— BEGIN Document —
2.6. Circuit Diagram

The power supply circuit of the energy meter contains a Buck converter and Voltage regulator ‘7805’. This circuit contains three pins—VCC, ground and 3.3 V. 3.3 V is for ESP32 and OLED display. This power circuit contains high voltages on terminals. The following pins in the power circuit are then connected to the power supply circuit to get low voltage DC power for relays, optocoupler, and also connect CT to its conditioning circuit. The output of the power circuit is then fed to the power supply circuit. In this energy meter, we need three voltage levels, which are 12 V for relays, 5 V for CT and other transistors and 3.3 V for the ESP32 microcontroller. A full wave bridge rectifier is used to convert AC voltages into direct current voltages in the circuit of the power supply. The level of voltage directly adopted by the bridge rectifier is 12 V. These 12 V are then fed to the “7805” voltage regulator to get 5 V and to the buck converter to get 3.3 V. The signal conditioning circuit of the current transformer and potential transformer is connected to their secondary for sampling. The output of the signal conditioning circuit along with other control pins for relays and voltages are combined on the bottom-right portion of the circuit for the last control circuit. The control circuit of the smart energy meter consists of Arduino UNO, the ESP32 microcontroller, and an OLED display. The OLED display is used to display results on the screen. One Current Transformer (CT) is connected to the load-side phase wire to measure load current. There are some NPN-type transistors that are used to control relays that will turn ON or OFF lights and power loads. The output of the power supply circuit is connected to the input pins of the control circuit. There is an external power source available for relays to operate because relays need constant voltage. The overall circuit diagram meter is shown in Figure 1.

2.7. Android Application

The designed application for this project performs the following function:

1.

Safe and secure account login and account management;

2.

Real-time monitoring of meter and controller parameters;

3.

Home automation through IOT;

4.

Prepaid billing.

The application is developed with the Kodular creator tool. Using website https://c.kodular.io/ (accessed on 27 August 2022). A complete application is designed with two screens, one screen for account login and sign-up option and the second screen for data monitoring and home automation. The complete user interface of Android application is shown in Figure 2. The following are some features of the application:

1.

Biometric account login;

2.

Internet connectivity;

3.

Secure data monitoring;

4.

Secure home automation and load management.

2.8. Peak Load Management

Peak load management is conducted as follows:

1.

Turning off all power loads during peak hours rather than shutting the whole load;

2.

Theft protection against loads during peak time.

Four incandescent bulbs are used. Three of them have 100 W power ratings indicating a light load, while one has a 200 W rating, indicating a power load. Peak hours will be set by the supply company. As soon as peak times start, all power loads will turn off, and only a light load will remain on. And if the user tries to the connect power load with the light load terminal, simply by bypassing it. The system waits for 4 s, then restarts without switching off light loads. After 4 s, the system indicates this as a theft, and a message appears on the screen as ‘theft alert!’ and completely shuts down. It remains off for about 4 min, and after 4 min, the system turns on.
— END Document —
__Stated problem 1__: Summarize the smart energy meter text in two sentences.
__Stated problem 2__: Update the smart energy meter text by giving the stretch from "Turning off all" through "system turns on." again, with "incandescent bulbs" changed to "halogen bulbs".
— BEGIN Raw records —
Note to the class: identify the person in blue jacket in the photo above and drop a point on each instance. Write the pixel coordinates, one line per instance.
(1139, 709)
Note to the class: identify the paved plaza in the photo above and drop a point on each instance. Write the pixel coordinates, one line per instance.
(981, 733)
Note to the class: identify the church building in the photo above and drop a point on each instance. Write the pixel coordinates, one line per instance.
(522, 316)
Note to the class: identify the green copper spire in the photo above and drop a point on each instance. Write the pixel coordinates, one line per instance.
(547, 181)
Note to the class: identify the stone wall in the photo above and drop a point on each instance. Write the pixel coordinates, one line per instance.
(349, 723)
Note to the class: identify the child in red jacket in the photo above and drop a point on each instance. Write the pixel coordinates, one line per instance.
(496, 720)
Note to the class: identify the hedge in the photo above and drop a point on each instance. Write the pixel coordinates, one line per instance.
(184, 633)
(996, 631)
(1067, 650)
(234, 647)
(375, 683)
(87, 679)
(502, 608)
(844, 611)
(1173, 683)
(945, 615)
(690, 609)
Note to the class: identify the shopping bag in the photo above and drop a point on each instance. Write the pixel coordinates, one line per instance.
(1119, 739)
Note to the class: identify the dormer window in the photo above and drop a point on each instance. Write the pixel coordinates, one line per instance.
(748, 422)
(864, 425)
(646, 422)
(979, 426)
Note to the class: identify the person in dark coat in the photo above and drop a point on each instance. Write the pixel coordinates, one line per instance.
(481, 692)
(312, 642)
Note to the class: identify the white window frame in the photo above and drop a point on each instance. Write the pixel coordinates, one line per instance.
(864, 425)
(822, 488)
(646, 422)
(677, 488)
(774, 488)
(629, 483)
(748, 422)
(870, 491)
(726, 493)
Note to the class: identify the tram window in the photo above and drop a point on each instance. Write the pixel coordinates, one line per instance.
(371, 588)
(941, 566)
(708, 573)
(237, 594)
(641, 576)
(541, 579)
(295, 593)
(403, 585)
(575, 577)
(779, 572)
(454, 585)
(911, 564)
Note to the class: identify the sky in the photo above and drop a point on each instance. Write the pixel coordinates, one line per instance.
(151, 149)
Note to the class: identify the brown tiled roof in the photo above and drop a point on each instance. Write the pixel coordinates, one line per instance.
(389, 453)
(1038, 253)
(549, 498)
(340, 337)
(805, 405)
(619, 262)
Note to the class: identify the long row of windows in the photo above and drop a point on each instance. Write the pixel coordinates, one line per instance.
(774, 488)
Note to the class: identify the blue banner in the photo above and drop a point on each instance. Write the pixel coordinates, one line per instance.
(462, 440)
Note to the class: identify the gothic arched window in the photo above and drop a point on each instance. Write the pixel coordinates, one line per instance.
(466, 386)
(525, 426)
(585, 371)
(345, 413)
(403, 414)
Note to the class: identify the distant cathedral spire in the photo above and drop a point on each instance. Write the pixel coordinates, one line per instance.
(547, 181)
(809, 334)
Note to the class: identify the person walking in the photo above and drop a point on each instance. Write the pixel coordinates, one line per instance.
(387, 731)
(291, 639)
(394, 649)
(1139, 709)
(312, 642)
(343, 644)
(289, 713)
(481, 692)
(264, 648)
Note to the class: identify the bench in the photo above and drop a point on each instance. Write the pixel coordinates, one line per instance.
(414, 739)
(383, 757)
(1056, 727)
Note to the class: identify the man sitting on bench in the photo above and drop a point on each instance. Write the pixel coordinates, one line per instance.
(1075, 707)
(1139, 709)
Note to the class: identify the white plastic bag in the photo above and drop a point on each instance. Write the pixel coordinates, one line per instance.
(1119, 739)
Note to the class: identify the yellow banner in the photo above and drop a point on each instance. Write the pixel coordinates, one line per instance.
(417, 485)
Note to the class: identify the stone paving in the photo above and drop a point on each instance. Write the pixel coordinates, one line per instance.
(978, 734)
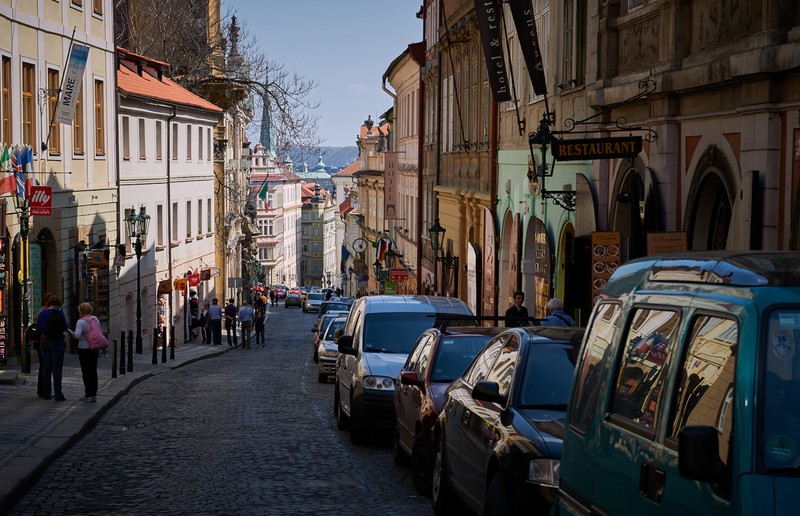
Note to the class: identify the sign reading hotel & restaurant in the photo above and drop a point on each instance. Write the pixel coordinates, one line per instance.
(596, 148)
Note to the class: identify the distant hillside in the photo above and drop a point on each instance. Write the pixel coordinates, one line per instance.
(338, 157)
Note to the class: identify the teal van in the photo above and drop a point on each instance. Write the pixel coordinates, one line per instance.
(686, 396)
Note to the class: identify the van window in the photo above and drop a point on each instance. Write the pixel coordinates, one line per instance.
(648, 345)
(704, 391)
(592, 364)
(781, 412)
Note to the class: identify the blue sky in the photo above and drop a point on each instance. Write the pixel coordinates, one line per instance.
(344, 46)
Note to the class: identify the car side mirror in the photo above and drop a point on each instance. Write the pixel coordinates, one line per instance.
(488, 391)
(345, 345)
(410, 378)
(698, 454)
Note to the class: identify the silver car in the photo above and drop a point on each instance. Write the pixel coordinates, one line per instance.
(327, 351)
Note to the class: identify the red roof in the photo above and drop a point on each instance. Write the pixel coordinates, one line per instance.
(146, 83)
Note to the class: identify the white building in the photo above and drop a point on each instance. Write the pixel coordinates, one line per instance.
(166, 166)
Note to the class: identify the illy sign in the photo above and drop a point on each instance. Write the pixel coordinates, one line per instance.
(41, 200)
— END Raw records —
— BEGIN Raw records —
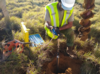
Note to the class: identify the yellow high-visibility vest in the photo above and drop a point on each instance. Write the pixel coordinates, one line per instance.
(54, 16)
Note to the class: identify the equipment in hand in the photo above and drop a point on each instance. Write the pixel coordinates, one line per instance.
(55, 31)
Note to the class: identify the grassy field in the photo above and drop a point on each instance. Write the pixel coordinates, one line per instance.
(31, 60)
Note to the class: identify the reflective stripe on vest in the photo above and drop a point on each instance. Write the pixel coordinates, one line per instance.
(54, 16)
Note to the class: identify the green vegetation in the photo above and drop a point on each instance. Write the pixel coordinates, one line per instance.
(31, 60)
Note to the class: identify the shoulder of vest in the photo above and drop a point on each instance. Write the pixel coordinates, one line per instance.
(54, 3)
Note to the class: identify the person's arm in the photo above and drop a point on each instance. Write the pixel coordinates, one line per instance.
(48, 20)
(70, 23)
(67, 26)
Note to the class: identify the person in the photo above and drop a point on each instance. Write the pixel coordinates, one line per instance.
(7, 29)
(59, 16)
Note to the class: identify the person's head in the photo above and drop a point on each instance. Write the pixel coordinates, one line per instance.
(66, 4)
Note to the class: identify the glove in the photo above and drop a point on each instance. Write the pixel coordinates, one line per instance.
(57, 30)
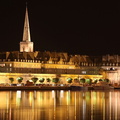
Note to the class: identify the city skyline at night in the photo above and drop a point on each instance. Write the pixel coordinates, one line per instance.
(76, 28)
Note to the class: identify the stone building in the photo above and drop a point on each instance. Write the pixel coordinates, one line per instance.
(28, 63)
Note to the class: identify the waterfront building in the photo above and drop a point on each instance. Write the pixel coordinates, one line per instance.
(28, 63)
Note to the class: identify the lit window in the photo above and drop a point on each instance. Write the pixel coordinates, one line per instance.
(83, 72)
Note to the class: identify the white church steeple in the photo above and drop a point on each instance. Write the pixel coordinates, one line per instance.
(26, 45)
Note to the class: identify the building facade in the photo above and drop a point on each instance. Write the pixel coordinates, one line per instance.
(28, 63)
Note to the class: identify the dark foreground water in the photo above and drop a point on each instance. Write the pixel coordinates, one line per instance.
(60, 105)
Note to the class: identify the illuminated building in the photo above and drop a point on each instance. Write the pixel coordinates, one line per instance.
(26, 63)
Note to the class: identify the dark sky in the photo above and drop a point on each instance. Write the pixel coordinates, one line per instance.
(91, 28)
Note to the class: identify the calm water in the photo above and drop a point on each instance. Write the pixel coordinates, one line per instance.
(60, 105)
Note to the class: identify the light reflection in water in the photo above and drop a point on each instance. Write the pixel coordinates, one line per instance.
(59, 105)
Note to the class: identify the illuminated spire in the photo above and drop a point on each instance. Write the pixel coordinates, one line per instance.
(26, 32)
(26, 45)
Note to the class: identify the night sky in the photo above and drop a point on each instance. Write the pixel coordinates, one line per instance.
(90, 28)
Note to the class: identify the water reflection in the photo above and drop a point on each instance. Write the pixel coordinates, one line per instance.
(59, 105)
— END Raw records —
__Problem solution 1__: The smart energy meter's power supply uses a full wave bridge rectifier to produce 12 V for the relays, and that voltage feeds a 7805 voltage regulator for 5 V and a buck converter for 3.3 V, while the control circuit consists of an Arduino UNO, an ESP32 microcontroller, and an OLED display. An Android application built with the Kodular creator tool provides account login, real-time monitoring, home automation through IOT, and prepaid billing, and during peak hours set by the supply company all power loads turn off while only a light load remains on.

__Problem solution 2__:
Turning off all power loads during peak hours rather than shutting the whole load;

2.

Theft protection against loads during peak time.

Four halogen bulbs are used. Three of them have 100 W power ratings indicating a light load, while one has a 200 W rating, indicating a power load. Peak hours will be set by the supply company. As soon as peak times start, all power loads will turn off, and only a light load will remain on. And if the user tries to the connect power load with the light load terminal, simply by bypassing it. The system waits for 4 s, then restarts without switching off light loads. After 4 s, the system indicates this as a theft, and a message appears on the screen as ‘theft alert!’ and completely shuts down. It remains off for about 4 min, and after 4 min, the system turns on.